[Photo object pointing records]
>> start

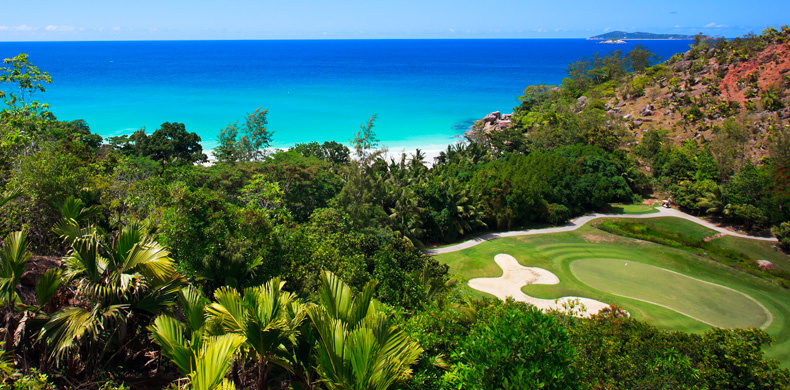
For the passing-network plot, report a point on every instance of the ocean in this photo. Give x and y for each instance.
(425, 93)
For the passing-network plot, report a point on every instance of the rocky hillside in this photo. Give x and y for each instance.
(693, 94)
(739, 85)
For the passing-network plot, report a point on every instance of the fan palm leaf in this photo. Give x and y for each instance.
(13, 260)
(356, 351)
(213, 362)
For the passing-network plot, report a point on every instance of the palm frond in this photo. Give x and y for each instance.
(47, 285)
(13, 260)
(68, 328)
(213, 361)
(169, 334)
(9, 196)
(193, 303)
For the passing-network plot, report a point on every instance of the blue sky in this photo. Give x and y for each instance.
(58, 20)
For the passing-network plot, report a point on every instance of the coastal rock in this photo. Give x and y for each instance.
(495, 121)
(492, 117)
(647, 110)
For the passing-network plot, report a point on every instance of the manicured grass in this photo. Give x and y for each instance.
(557, 252)
(756, 249)
(716, 305)
(630, 209)
(676, 225)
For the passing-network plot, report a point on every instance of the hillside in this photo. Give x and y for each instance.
(638, 35)
(692, 95)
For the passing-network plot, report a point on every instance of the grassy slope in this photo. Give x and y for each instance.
(556, 252)
(759, 250)
(716, 305)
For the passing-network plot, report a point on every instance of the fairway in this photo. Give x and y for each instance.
(706, 302)
(677, 301)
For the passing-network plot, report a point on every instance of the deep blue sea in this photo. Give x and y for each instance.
(425, 92)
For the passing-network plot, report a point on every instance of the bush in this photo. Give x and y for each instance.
(782, 233)
(557, 214)
(514, 346)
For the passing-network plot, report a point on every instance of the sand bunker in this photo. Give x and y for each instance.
(515, 276)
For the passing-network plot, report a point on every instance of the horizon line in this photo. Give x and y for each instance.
(335, 39)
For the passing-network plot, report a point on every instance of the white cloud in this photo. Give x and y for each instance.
(59, 28)
(21, 27)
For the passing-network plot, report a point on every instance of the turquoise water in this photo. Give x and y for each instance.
(426, 93)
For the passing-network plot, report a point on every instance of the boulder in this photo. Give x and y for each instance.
(492, 117)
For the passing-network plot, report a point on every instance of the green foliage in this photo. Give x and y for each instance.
(46, 177)
(712, 250)
(333, 152)
(125, 280)
(782, 233)
(307, 182)
(216, 241)
(251, 146)
(169, 145)
(266, 317)
(771, 98)
(24, 116)
(35, 380)
(357, 347)
(620, 353)
(514, 346)
(641, 58)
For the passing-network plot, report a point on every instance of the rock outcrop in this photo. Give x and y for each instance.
(494, 121)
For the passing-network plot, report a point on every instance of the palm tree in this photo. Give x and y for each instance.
(203, 359)
(119, 285)
(405, 214)
(713, 202)
(9, 196)
(459, 215)
(357, 348)
(267, 317)
(13, 260)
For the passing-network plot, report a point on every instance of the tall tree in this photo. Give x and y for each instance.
(251, 146)
(21, 110)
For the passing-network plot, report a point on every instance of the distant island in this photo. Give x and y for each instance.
(638, 35)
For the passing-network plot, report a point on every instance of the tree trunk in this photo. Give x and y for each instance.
(263, 372)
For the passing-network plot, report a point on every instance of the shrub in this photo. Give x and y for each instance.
(782, 233)
(514, 346)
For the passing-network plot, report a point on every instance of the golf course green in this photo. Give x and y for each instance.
(672, 288)
(703, 301)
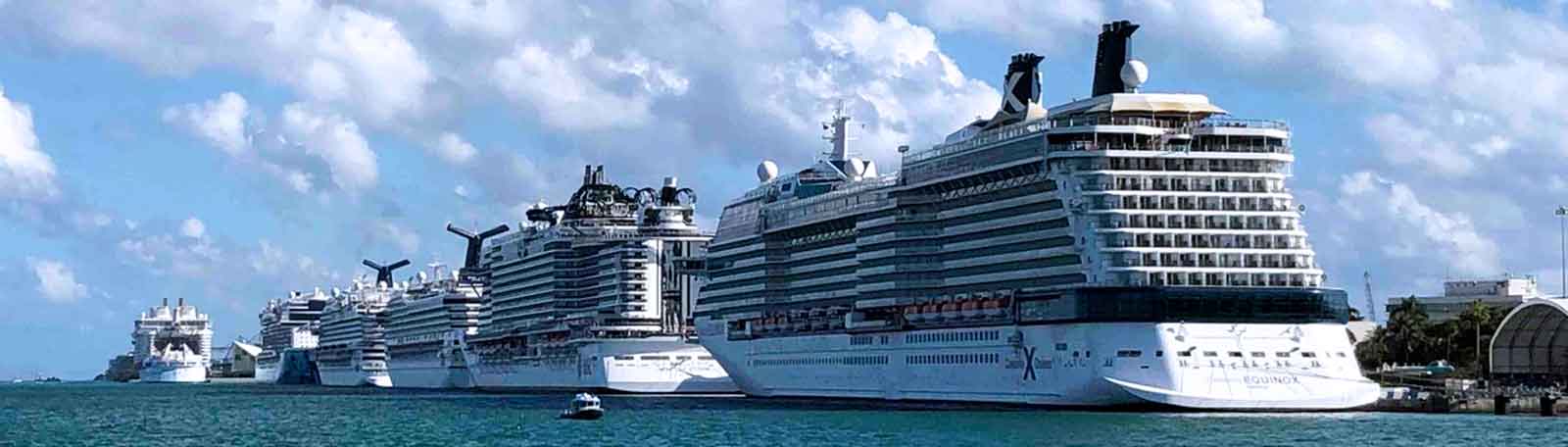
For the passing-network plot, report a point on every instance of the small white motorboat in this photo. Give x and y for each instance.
(585, 407)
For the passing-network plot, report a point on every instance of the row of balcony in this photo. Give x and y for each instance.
(1191, 222)
(1175, 165)
(1204, 240)
(1192, 204)
(1212, 261)
(1172, 146)
(1183, 184)
(1220, 279)
(1170, 123)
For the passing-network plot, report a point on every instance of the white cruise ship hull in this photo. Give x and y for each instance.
(353, 376)
(1197, 366)
(643, 366)
(172, 373)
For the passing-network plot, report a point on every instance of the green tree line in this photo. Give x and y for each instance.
(1411, 337)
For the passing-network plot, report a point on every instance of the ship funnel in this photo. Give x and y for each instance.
(1023, 91)
(475, 242)
(384, 272)
(1112, 55)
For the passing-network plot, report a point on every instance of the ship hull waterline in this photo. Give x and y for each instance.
(1209, 368)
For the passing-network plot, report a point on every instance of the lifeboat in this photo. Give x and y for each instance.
(951, 311)
(585, 407)
(969, 310)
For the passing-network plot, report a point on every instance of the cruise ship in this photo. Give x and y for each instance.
(596, 295)
(172, 344)
(352, 347)
(1125, 250)
(428, 323)
(289, 337)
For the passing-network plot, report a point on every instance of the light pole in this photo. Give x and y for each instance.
(1562, 224)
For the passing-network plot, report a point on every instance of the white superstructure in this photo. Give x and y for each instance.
(1129, 248)
(596, 294)
(172, 344)
(428, 325)
(352, 349)
(289, 325)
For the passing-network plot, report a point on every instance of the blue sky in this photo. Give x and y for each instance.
(269, 146)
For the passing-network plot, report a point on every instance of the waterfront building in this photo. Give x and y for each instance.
(1531, 344)
(1502, 295)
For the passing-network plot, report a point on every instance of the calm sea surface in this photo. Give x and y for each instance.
(255, 415)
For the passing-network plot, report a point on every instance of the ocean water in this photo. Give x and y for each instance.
(256, 415)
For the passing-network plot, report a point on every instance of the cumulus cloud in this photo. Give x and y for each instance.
(1405, 143)
(193, 227)
(334, 140)
(326, 52)
(308, 141)
(25, 172)
(571, 88)
(55, 281)
(1043, 28)
(1408, 227)
(454, 149)
(405, 240)
(219, 122)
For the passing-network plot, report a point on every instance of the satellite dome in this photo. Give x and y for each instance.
(767, 172)
(1134, 73)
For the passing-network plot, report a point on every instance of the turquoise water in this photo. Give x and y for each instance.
(253, 415)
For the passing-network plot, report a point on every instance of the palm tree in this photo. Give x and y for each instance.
(1407, 326)
(1481, 321)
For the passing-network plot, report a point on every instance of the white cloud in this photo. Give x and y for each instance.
(1043, 28)
(1408, 227)
(25, 172)
(193, 227)
(404, 239)
(1376, 55)
(1405, 143)
(267, 258)
(55, 281)
(454, 149)
(306, 145)
(334, 140)
(219, 122)
(566, 91)
(331, 54)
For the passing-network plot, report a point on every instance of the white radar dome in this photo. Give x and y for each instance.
(767, 172)
(1134, 74)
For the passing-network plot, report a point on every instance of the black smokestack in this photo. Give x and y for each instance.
(475, 242)
(1021, 90)
(384, 272)
(1112, 55)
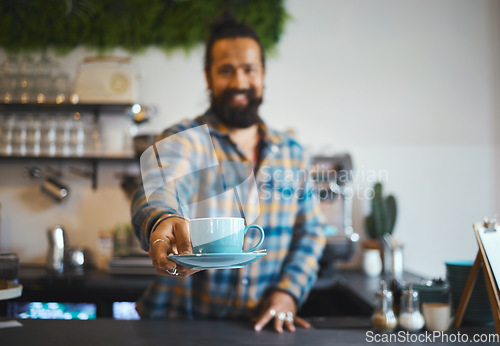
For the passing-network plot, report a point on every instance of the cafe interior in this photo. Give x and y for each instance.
(395, 102)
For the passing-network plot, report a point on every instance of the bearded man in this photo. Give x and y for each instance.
(273, 288)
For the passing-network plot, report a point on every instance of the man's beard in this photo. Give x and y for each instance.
(236, 117)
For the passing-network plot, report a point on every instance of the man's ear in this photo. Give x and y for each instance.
(208, 80)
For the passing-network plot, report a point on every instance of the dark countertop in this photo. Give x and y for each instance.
(112, 332)
(335, 293)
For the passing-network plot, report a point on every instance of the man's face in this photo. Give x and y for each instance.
(236, 80)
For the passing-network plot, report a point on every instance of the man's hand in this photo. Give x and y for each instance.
(281, 307)
(171, 236)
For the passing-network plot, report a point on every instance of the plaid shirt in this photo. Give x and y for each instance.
(289, 215)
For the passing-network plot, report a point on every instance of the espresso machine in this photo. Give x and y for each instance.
(333, 182)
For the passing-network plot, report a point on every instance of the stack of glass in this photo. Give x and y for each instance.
(24, 79)
(59, 134)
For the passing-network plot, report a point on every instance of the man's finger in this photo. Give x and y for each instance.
(159, 251)
(278, 324)
(289, 325)
(301, 322)
(263, 319)
(182, 240)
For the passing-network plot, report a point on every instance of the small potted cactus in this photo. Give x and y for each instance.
(379, 224)
(383, 214)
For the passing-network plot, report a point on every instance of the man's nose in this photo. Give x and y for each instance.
(239, 80)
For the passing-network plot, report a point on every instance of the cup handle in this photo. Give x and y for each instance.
(260, 240)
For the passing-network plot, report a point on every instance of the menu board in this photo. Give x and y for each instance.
(490, 237)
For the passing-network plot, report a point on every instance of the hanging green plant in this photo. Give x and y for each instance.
(134, 25)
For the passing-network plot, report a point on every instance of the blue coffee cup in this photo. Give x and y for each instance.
(221, 235)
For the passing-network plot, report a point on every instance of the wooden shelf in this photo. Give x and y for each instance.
(65, 107)
(93, 160)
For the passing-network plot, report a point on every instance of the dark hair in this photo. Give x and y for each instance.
(226, 26)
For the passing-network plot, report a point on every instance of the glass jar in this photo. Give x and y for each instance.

>> end

» Your task:
Exactly reproduce the lines that run from the line with "of the menu" through the last line of the records, inclusive.

» Response to this task:
For the passing-network plot, report a point on every instance of the menu board in this photo. Give x and y for each instance.
(490, 237)
For the passing-network plot, report a point on every instance of the hanging green plant in this photo. Give x and y for each instance.
(134, 25)
For the passing-network plot, report a point on every instance of the blue coffee cup in this photo. Give x and y for each instance.
(221, 235)
For the passing-network plot, report a point on every instance of the wooden shelf in this photo. Give x and y for each instance.
(65, 107)
(93, 160)
For the passing-network plot, report a point on every instance of the dark hair in this photo. Give x and y for each instance.
(226, 26)
For the passing-network plot, report a point on every instance of the glass jar in this photo. Give x and y for each instance.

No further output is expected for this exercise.